**STATED EXERCISE**.
Update the listing lines from the one that has "segment stone column, all instances" through the one that has "Return the outline of every instance of the stone column.", swapping each "stone column" for "marble pillar" and leaving everything else untouched. Return only those lines.

**RECORD SET**.

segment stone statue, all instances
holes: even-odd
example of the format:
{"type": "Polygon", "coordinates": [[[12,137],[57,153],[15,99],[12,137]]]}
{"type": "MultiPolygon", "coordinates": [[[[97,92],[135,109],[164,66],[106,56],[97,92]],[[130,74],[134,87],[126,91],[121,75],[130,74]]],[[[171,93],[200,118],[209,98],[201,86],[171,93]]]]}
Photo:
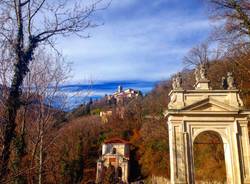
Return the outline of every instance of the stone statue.
{"type": "Polygon", "coordinates": [[[223,89],[227,89],[228,88],[226,77],[222,77],[221,78],[221,86],[222,86],[223,89]]]}
{"type": "Polygon", "coordinates": [[[177,76],[173,77],[172,79],[172,88],[173,90],[182,89],[181,85],[182,85],[182,78],[181,74],[178,73],[177,76]]]}
{"type": "Polygon", "coordinates": [[[199,82],[200,81],[200,70],[199,70],[199,68],[195,68],[194,76],[195,76],[196,83],[199,82]]]}
{"type": "Polygon", "coordinates": [[[235,81],[232,72],[227,72],[227,89],[235,89],[235,81]]]}
{"type": "Polygon", "coordinates": [[[181,78],[181,74],[178,73],[176,78],[175,78],[175,82],[176,82],[176,88],[177,89],[181,89],[181,85],[182,85],[182,78],[181,78]]]}
{"type": "Polygon", "coordinates": [[[200,79],[207,79],[207,70],[205,64],[200,65],[200,79]]]}

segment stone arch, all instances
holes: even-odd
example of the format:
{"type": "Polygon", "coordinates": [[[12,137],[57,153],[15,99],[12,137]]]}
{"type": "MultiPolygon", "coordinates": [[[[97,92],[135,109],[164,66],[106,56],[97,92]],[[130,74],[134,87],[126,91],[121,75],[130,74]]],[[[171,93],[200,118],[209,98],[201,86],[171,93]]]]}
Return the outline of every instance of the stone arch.
{"type": "MultiPolygon", "coordinates": [[[[205,123],[205,122],[204,122],[205,123]]],[[[233,183],[233,181],[238,177],[236,176],[235,172],[238,171],[237,166],[234,164],[234,157],[235,153],[238,152],[237,143],[232,141],[232,134],[233,132],[230,131],[230,127],[228,125],[224,125],[224,122],[218,122],[220,126],[206,126],[208,124],[212,124],[212,122],[206,122],[206,125],[203,125],[204,123],[199,123],[198,125],[190,125],[191,128],[191,139],[189,144],[191,145],[190,148],[190,154],[189,158],[187,160],[191,161],[191,178],[194,181],[194,153],[193,153],[193,144],[195,141],[195,138],[197,138],[200,134],[212,131],[216,132],[217,135],[221,138],[223,142],[223,148],[224,148],[224,159],[225,159],[225,166],[226,166],[226,175],[227,175],[227,183],[233,183]]],[[[238,158],[237,158],[238,159],[238,158]]],[[[238,171],[239,172],[239,171],[238,171]]]]}
{"type": "Polygon", "coordinates": [[[200,179],[200,181],[202,181],[202,180],[210,181],[212,179],[216,182],[218,181],[219,183],[220,182],[224,183],[226,181],[225,179],[227,179],[227,169],[226,169],[225,148],[224,148],[225,144],[227,144],[227,143],[225,143],[223,141],[223,138],[218,131],[208,129],[208,130],[204,130],[204,131],[199,131],[199,133],[197,133],[194,136],[193,146],[192,146],[193,150],[192,151],[193,151],[193,163],[194,163],[194,167],[195,167],[194,168],[194,180],[195,181],[198,182],[199,179],[200,179]],[[216,140],[216,142],[214,142],[214,143],[217,145],[213,145],[213,148],[216,147],[217,150],[219,148],[219,150],[220,150],[219,157],[218,157],[218,155],[214,155],[213,148],[210,147],[211,144],[213,144],[212,142],[210,142],[212,140],[216,140]],[[218,145],[218,144],[220,144],[220,145],[218,145]],[[198,152],[197,152],[197,150],[198,150],[198,152]],[[206,151],[204,152],[204,150],[206,150],[206,151]],[[207,152],[208,150],[210,150],[210,151],[207,152]],[[197,160],[197,158],[199,158],[199,156],[201,156],[201,155],[202,155],[202,160],[201,160],[201,158],[197,160]],[[220,160],[220,162],[216,162],[219,160],[220,160]],[[208,161],[208,162],[206,162],[206,161],[208,161]],[[197,163],[199,163],[198,165],[201,167],[197,168],[197,165],[196,165],[197,163]],[[220,167],[218,167],[218,166],[220,166],[220,167]],[[206,168],[205,173],[203,172],[204,168],[206,168]],[[219,171],[219,172],[214,172],[215,171],[214,169],[218,169],[218,168],[219,168],[219,170],[216,170],[216,171],[219,171]],[[202,171],[203,174],[202,175],[199,174],[199,171],[202,171]],[[204,177],[204,174],[205,174],[205,177],[204,177]]]}
{"type": "Polygon", "coordinates": [[[221,138],[223,144],[229,143],[229,138],[223,131],[216,128],[202,128],[197,131],[194,131],[194,135],[192,136],[192,144],[194,143],[194,140],[204,132],[215,132],[221,138]]]}

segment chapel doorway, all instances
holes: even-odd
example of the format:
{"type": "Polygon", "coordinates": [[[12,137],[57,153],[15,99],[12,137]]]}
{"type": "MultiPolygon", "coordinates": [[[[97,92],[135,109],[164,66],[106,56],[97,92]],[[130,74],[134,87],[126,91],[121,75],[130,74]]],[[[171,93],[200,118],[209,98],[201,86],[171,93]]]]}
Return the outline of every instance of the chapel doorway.
{"type": "Polygon", "coordinates": [[[226,183],[225,147],[219,133],[204,131],[193,143],[195,183],[226,183]]]}

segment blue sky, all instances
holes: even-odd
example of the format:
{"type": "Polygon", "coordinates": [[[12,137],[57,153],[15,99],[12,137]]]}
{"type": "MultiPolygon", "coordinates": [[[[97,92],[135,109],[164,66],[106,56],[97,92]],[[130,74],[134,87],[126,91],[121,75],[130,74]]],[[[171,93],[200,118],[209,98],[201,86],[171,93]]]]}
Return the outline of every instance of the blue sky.
{"type": "Polygon", "coordinates": [[[104,25],[88,30],[89,39],[58,42],[73,63],[72,82],[166,79],[212,29],[202,0],[113,0],[94,19],[104,25]]]}

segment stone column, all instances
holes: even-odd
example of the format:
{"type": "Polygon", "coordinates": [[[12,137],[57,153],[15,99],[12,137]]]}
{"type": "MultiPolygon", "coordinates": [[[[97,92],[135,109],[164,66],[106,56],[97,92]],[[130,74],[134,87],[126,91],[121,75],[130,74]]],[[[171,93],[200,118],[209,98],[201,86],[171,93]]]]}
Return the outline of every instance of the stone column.
{"type": "Polygon", "coordinates": [[[170,175],[172,184],[187,184],[185,136],[182,122],[168,122],[170,175]]]}
{"type": "Polygon", "coordinates": [[[250,184],[250,143],[248,135],[248,121],[239,122],[239,148],[244,184],[250,184]]]}

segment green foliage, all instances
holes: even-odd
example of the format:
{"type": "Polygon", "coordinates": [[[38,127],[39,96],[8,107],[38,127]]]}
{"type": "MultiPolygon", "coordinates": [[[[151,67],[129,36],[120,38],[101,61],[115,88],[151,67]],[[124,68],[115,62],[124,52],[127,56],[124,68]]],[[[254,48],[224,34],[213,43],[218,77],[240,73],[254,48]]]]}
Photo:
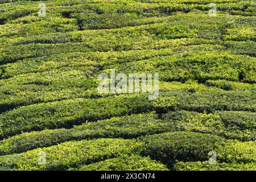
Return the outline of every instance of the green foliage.
{"type": "Polygon", "coordinates": [[[177,171],[255,171],[255,164],[217,163],[210,164],[207,162],[180,162],[174,167],[177,171]]]}
{"type": "Polygon", "coordinates": [[[228,111],[213,114],[171,111],[162,117],[177,131],[208,133],[242,141],[255,140],[255,113],[228,111]]]}
{"type": "Polygon", "coordinates": [[[66,170],[116,158],[121,154],[136,155],[142,143],[135,140],[99,139],[68,142],[48,148],[35,149],[20,154],[0,156],[1,170],[66,170]],[[46,154],[46,163],[39,155],[46,154]],[[41,152],[41,153],[40,153],[41,152]]]}
{"type": "Polygon", "coordinates": [[[143,142],[143,155],[170,165],[176,160],[205,160],[208,152],[224,146],[225,140],[209,134],[179,131],[147,136],[143,142]]]}
{"type": "Polygon", "coordinates": [[[24,133],[0,141],[0,155],[20,153],[72,140],[98,138],[130,139],[173,130],[168,121],[158,119],[157,117],[154,114],[133,114],[87,122],[70,129],[24,133]]]}
{"type": "Polygon", "coordinates": [[[168,171],[164,164],[140,156],[124,156],[82,166],[77,171],[168,171]]]}

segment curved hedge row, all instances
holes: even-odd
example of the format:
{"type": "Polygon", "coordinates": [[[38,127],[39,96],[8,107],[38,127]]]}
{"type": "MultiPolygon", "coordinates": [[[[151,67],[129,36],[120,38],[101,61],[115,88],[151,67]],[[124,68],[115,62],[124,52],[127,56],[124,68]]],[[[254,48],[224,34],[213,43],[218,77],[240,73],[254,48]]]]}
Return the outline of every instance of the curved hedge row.
{"type": "Polygon", "coordinates": [[[180,162],[174,167],[176,171],[255,171],[256,164],[217,163],[210,164],[207,162],[180,162]]]}
{"type": "Polygon", "coordinates": [[[87,122],[70,129],[24,133],[0,141],[0,155],[20,153],[69,140],[98,138],[135,138],[173,130],[171,123],[154,114],[133,114],[97,122],[87,122]]]}
{"type": "Polygon", "coordinates": [[[142,154],[164,164],[176,160],[205,161],[210,151],[218,160],[229,163],[256,162],[256,142],[227,140],[210,134],[188,131],[167,133],[146,136],[142,154]]]}
{"type": "Polygon", "coordinates": [[[168,171],[166,166],[150,158],[124,156],[83,166],[75,171],[168,171]]]}
{"type": "Polygon", "coordinates": [[[171,111],[162,116],[162,119],[171,122],[174,129],[177,131],[208,133],[242,141],[254,140],[256,138],[255,113],[171,111]]]}
{"type": "Polygon", "coordinates": [[[113,158],[121,154],[136,155],[142,143],[135,140],[98,139],[68,142],[20,154],[0,156],[1,170],[67,170],[113,158]],[[46,160],[40,160],[45,152],[46,160]]]}

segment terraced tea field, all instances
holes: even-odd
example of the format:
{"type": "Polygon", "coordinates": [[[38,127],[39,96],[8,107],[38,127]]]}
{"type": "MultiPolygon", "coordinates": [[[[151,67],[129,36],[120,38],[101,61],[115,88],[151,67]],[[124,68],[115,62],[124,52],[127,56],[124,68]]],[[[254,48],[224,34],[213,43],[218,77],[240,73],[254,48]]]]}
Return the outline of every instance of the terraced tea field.
{"type": "Polygon", "coordinates": [[[255,26],[253,0],[0,0],[0,169],[255,170],[255,26]],[[157,98],[100,93],[113,70],[157,98]]]}

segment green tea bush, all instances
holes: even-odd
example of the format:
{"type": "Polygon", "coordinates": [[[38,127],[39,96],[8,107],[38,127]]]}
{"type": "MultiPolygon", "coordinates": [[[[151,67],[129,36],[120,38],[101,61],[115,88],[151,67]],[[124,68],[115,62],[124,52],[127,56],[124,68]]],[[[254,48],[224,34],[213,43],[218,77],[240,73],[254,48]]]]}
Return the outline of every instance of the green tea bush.
{"type": "Polygon", "coordinates": [[[81,166],[75,171],[168,171],[165,165],[150,158],[124,156],[81,166]]]}
{"type": "Polygon", "coordinates": [[[5,138],[22,131],[71,127],[86,121],[147,111],[151,110],[149,106],[147,97],[143,95],[97,100],[77,98],[35,104],[1,114],[0,133],[2,138],[5,138]]]}
{"type": "Polygon", "coordinates": [[[142,154],[172,164],[176,160],[205,160],[208,154],[223,146],[225,140],[209,134],[180,131],[147,136],[142,154]]]}
{"type": "Polygon", "coordinates": [[[255,140],[255,113],[230,111],[213,114],[171,111],[162,116],[177,131],[208,133],[242,141],[255,140]]]}
{"type": "Polygon", "coordinates": [[[135,140],[99,139],[68,142],[20,154],[0,156],[1,170],[67,170],[116,158],[121,154],[136,155],[142,143],[135,140]],[[39,163],[39,154],[44,152],[46,163],[39,163]]]}
{"type": "Polygon", "coordinates": [[[256,161],[255,141],[241,142],[207,134],[180,131],[147,136],[143,142],[143,155],[168,165],[176,160],[205,161],[210,151],[216,152],[220,162],[250,163],[256,161]]]}
{"type": "Polygon", "coordinates": [[[255,171],[255,164],[218,163],[210,164],[207,162],[179,162],[174,167],[176,171],[255,171]]]}
{"type": "Polygon", "coordinates": [[[173,130],[170,122],[158,119],[157,117],[154,114],[133,114],[87,122],[70,129],[23,133],[0,141],[0,155],[20,153],[72,140],[98,138],[129,139],[173,130]]]}

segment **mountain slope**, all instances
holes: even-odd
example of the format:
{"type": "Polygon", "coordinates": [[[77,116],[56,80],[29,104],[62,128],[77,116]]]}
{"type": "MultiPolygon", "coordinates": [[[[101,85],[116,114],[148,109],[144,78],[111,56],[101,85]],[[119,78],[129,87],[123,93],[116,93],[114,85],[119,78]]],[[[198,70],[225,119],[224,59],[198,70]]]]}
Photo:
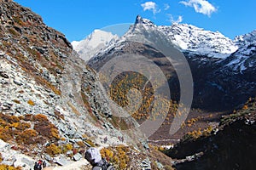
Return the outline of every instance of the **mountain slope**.
{"type": "Polygon", "coordinates": [[[190,133],[166,153],[177,159],[177,169],[255,169],[255,122],[256,103],[250,99],[243,109],[223,116],[212,132],[201,137],[190,133]]]}
{"type": "Polygon", "coordinates": [[[111,32],[95,30],[85,39],[80,42],[74,41],[72,45],[80,58],[87,61],[102,49],[114,43],[118,39],[119,37],[111,32]]]}
{"type": "MultiPolygon", "coordinates": [[[[183,53],[191,69],[195,90],[193,106],[208,110],[225,110],[245,102],[248,97],[255,96],[253,35],[252,32],[241,37],[240,40],[237,37],[232,41],[218,31],[205,31],[186,24],[158,26],[138,15],[135,24],[120,40],[92,58],[89,65],[96,68],[99,63],[102,65],[104,60],[111,60],[113,54],[122,54],[125,48],[125,42],[142,40],[145,44],[159,48],[175,46],[183,53]],[[241,68],[242,72],[237,68],[241,68]]],[[[163,62],[160,63],[161,69],[166,68],[163,62]]]]}
{"type": "Polygon", "coordinates": [[[68,165],[88,145],[119,154],[121,161],[112,161],[115,167],[141,169],[144,159],[154,162],[137,141],[144,140],[139,132],[134,129],[138,138],[131,138],[121,131],[137,122],[113,116],[121,110],[65,36],[27,8],[11,0],[0,4],[1,166],[31,169],[38,159],[68,165]]]}

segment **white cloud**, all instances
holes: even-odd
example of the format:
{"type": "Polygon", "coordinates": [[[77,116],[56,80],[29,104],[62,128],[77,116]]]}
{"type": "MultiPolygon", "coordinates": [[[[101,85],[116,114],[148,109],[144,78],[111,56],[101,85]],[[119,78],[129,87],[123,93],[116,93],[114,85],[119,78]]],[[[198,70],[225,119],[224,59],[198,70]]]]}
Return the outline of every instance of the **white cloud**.
{"type": "Polygon", "coordinates": [[[158,8],[157,4],[152,1],[142,3],[141,6],[143,8],[143,11],[152,11],[154,14],[160,13],[160,9],[158,8]]]}
{"type": "Polygon", "coordinates": [[[170,8],[170,5],[168,3],[165,3],[165,8],[164,10],[168,10],[170,8]]]}
{"type": "Polygon", "coordinates": [[[189,0],[181,1],[185,6],[193,7],[197,13],[207,14],[209,17],[212,13],[216,12],[217,8],[207,0],[189,0]]]}
{"type": "Polygon", "coordinates": [[[174,17],[172,16],[172,14],[167,14],[169,19],[168,19],[168,21],[170,21],[171,23],[180,23],[183,20],[183,16],[178,16],[177,20],[174,19],[174,17]]]}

**RESULT**.
segment marble pillar, all instances
holes: even-odd
example of the format:
{"type": "Polygon", "coordinates": [[[12,137],[57,153],[15,99],[12,137]]]}
{"type": "MultiPolygon", "coordinates": [[[[97,92],[135,109],[164,66],[106,56],[97,92]],[[130,74],[134,87],[126,91],[121,75],[130,74]]],[[[171,93],[200,118],[209,98],[201,86],[171,93]]]]}
Return the outline of every instance of the marble pillar.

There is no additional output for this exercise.